• _Records supplied_:
* * * * *

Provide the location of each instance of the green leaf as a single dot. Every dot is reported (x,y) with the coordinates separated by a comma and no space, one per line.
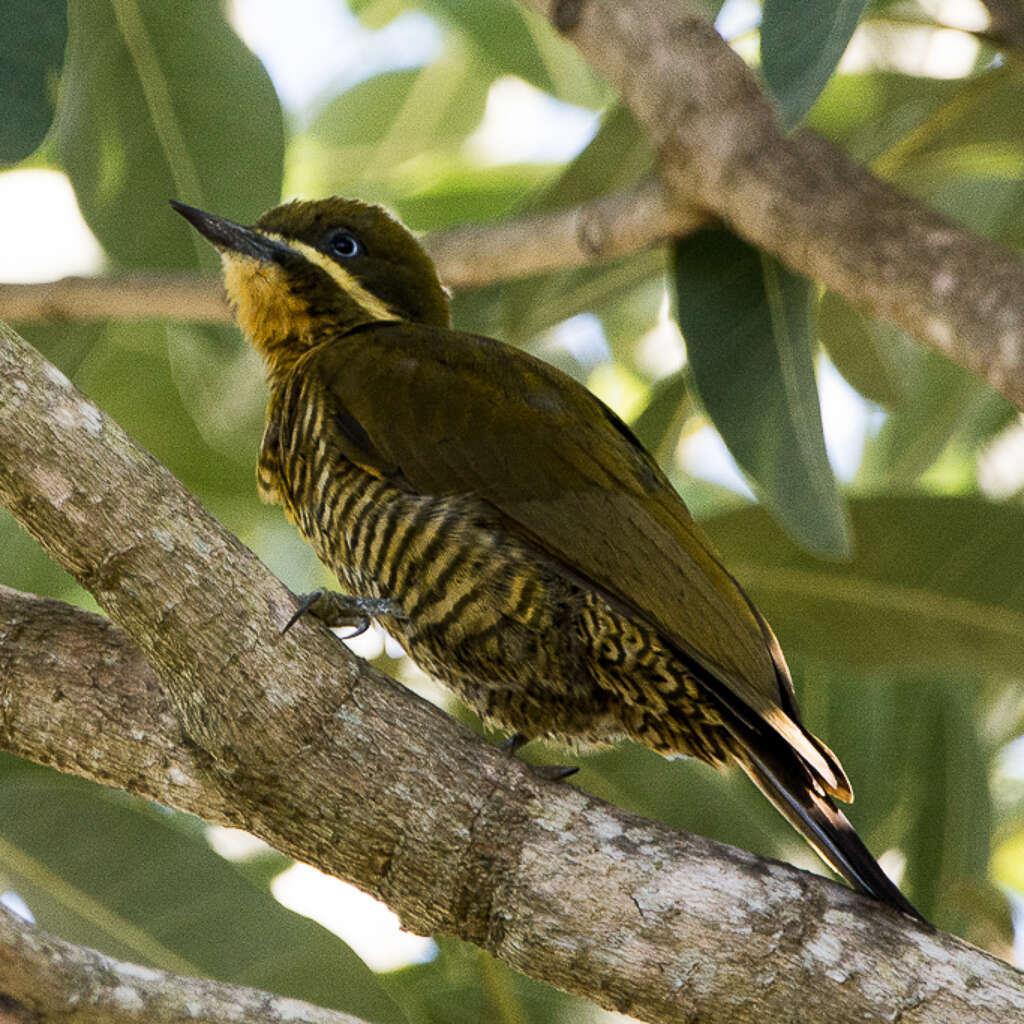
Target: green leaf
(871,356)
(748,327)
(32,47)
(512,40)
(802,42)
(670,404)
(930,589)
(159,101)
(517,310)
(943,401)
(110,872)
(367,140)
(912,745)
(871,114)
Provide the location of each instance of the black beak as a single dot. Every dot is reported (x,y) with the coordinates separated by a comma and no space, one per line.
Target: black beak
(225,233)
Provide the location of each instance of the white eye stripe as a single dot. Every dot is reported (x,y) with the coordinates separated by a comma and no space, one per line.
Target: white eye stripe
(345,281)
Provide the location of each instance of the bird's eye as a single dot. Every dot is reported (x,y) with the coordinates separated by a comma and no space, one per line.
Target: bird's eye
(344,244)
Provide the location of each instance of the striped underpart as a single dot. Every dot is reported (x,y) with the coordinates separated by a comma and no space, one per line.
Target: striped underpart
(520,641)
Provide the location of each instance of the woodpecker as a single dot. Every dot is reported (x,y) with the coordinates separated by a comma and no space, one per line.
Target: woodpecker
(504,524)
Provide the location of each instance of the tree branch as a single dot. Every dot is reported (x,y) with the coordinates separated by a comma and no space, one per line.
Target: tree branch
(466,257)
(293,738)
(723,151)
(54,981)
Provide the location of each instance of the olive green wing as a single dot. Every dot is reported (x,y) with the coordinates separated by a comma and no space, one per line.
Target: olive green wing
(444,413)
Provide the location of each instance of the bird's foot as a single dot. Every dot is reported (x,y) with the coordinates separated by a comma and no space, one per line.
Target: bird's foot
(338,610)
(554,773)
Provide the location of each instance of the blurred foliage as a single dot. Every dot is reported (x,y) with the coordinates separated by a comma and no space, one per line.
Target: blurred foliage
(905,643)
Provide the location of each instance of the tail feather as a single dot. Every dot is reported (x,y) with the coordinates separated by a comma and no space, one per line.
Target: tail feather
(824,826)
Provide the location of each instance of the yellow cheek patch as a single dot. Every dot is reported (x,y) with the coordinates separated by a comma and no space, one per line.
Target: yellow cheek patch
(264,305)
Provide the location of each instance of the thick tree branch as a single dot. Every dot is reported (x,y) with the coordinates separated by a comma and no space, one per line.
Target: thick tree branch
(721,148)
(54,981)
(466,257)
(296,740)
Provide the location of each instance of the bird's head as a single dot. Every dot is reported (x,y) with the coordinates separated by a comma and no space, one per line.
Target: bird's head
(307,271)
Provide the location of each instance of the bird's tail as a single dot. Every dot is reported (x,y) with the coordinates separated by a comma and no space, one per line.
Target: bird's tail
(787,784)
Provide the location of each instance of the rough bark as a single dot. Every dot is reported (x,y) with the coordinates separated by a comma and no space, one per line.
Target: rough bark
(722,150)
(45,979)
(293,738)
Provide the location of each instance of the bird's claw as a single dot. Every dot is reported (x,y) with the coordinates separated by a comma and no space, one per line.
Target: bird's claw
(337,610)
(554,773)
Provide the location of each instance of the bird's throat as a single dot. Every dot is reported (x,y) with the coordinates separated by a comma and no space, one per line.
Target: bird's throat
(274,320)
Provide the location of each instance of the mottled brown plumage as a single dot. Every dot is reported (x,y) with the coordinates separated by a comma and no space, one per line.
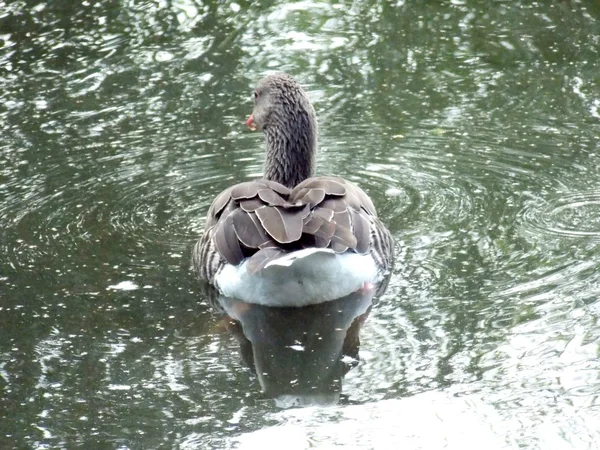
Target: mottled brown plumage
(263,220)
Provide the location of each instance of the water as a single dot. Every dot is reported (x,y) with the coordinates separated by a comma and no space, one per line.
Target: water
(473,125)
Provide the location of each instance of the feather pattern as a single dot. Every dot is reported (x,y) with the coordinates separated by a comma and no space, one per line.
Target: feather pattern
(263,225)
(326,212)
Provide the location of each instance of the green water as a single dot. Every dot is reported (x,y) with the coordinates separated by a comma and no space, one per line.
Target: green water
(473,125)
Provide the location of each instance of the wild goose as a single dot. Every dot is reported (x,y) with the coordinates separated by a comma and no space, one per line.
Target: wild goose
(291,239)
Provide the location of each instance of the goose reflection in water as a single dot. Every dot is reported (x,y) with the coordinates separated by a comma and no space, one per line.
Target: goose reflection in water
(299,354)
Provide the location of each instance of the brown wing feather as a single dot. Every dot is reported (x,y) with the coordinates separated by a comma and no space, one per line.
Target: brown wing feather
(262,215)
(226,241)
(283,225)
(248,229)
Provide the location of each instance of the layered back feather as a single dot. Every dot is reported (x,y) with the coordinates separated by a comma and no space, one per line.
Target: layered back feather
(263,220)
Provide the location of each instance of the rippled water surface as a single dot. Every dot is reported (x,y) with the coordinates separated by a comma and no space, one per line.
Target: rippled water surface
(474,126)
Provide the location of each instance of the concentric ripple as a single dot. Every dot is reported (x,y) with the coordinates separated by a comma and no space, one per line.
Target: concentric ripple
(571,215)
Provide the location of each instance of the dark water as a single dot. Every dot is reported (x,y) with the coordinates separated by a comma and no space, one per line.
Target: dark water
(474,126)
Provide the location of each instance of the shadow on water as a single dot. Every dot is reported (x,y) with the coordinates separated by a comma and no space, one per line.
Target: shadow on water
(299,355)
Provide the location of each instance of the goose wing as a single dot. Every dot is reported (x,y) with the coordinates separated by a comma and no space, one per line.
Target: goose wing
(262,219)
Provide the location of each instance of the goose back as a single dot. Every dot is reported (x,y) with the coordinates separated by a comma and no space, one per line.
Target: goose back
(262,220)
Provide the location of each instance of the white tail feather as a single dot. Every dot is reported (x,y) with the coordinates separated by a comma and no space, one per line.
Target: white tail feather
(299,278)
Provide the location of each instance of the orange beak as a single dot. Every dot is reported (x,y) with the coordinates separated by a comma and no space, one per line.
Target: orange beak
(250,123)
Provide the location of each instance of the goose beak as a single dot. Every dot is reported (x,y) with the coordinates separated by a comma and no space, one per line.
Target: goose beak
(251,124)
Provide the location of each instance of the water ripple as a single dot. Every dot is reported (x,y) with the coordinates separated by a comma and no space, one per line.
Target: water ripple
(574,215)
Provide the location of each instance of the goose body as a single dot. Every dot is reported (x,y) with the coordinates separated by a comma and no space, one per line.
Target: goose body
(291,239)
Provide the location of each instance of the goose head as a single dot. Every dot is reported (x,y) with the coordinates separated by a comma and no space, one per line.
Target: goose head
(284,113)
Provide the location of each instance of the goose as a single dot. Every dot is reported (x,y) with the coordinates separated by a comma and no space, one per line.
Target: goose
(291,238)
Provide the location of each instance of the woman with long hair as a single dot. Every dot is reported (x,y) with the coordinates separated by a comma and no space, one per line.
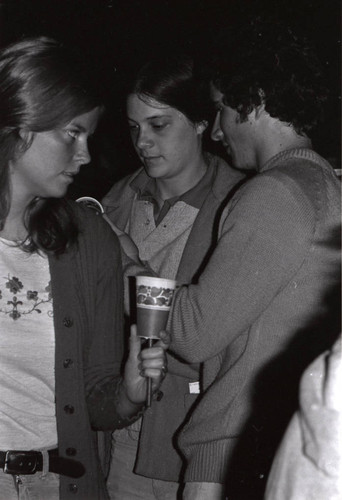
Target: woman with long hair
(61,342)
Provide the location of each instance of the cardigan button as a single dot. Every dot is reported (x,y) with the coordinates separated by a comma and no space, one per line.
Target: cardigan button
(67,363)
(68,322)
(69,409)
(73,488)
(159,395)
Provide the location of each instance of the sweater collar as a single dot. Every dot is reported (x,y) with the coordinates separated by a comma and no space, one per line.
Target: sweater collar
(295,153)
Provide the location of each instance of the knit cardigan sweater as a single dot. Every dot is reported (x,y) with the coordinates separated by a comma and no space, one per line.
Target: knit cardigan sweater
(261,311)
(87,293)
(158,455)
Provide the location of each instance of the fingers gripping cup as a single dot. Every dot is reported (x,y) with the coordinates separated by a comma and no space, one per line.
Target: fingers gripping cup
(153,299)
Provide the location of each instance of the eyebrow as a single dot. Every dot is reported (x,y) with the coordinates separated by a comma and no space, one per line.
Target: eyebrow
(153,117)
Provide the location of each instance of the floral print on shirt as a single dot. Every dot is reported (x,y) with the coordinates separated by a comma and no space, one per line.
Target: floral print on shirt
(17,303)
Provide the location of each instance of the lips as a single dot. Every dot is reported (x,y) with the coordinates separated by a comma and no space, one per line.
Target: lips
(71,174)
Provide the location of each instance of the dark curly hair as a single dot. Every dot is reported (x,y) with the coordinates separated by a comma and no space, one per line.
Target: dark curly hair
(267,63)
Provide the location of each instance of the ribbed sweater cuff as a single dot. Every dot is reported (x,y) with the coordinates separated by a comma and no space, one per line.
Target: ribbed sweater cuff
(208,462)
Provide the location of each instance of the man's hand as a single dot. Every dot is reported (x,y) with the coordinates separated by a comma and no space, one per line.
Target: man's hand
(150,362)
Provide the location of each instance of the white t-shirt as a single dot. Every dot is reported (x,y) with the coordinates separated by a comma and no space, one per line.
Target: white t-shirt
(27,351)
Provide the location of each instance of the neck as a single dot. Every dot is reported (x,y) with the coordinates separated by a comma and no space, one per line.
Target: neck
(14,227)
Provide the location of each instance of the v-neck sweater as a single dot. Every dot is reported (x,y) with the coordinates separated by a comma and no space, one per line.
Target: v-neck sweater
(262,310)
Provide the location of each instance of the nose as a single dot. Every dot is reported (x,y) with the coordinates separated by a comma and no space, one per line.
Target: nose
(216,132)
(143,140)
(82,155)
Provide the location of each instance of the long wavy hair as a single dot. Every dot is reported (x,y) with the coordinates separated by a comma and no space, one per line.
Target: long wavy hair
(43,86)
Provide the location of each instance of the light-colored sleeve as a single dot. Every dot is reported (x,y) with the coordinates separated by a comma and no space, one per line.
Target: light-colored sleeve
(265,235)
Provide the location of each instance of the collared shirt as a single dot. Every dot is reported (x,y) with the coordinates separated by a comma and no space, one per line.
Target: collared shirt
(193,197)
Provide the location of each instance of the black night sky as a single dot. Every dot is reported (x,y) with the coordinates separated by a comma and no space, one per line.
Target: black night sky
(117,35)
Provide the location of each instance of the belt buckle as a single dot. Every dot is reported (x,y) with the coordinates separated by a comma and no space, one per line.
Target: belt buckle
(21,462)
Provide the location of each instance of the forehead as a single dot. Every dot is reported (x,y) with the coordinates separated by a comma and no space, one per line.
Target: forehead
(139,107)
(215,94)
(86,122)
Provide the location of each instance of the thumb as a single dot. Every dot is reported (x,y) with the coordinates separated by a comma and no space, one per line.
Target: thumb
(134,342)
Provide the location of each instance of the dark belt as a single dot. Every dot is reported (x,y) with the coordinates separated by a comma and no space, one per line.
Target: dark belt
(30,462)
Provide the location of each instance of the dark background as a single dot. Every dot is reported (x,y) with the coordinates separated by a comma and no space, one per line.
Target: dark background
(117,36)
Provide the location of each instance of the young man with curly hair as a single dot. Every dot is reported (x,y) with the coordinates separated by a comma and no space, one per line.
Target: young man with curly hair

* * * * *

• _Goal_: Repeat exactly the lines from the line containing "Provide the location of each instance of the thumb" through the last line of the records above, including both, and nothing else.

• _Answer to the problem_:
Provide the location of each instance of the thumb as a single dot. Every dot is reported (x,y) with the coordinates separated by a comma and no space, one per line.
Target: thumb
(134,342)
Provide the location of each instance of the dark belt as a single dot. Every dot is reported (x,y) with the coordinates separated by a comma and no space, one per line.
Target: dark belt
(30,462)
Provide the location of each instance of the dark background as a single dot. Every dot is reported (x,y) with the coordinates separated by a comma and no space, one per line.
Target: dark background
(117,36)
Provide the location of each instance of the young man with curly hair as a single dot. Every dot is reported (x,y) with the coordinates separated by a comma and no space, one per line.
Target: young man with curly hair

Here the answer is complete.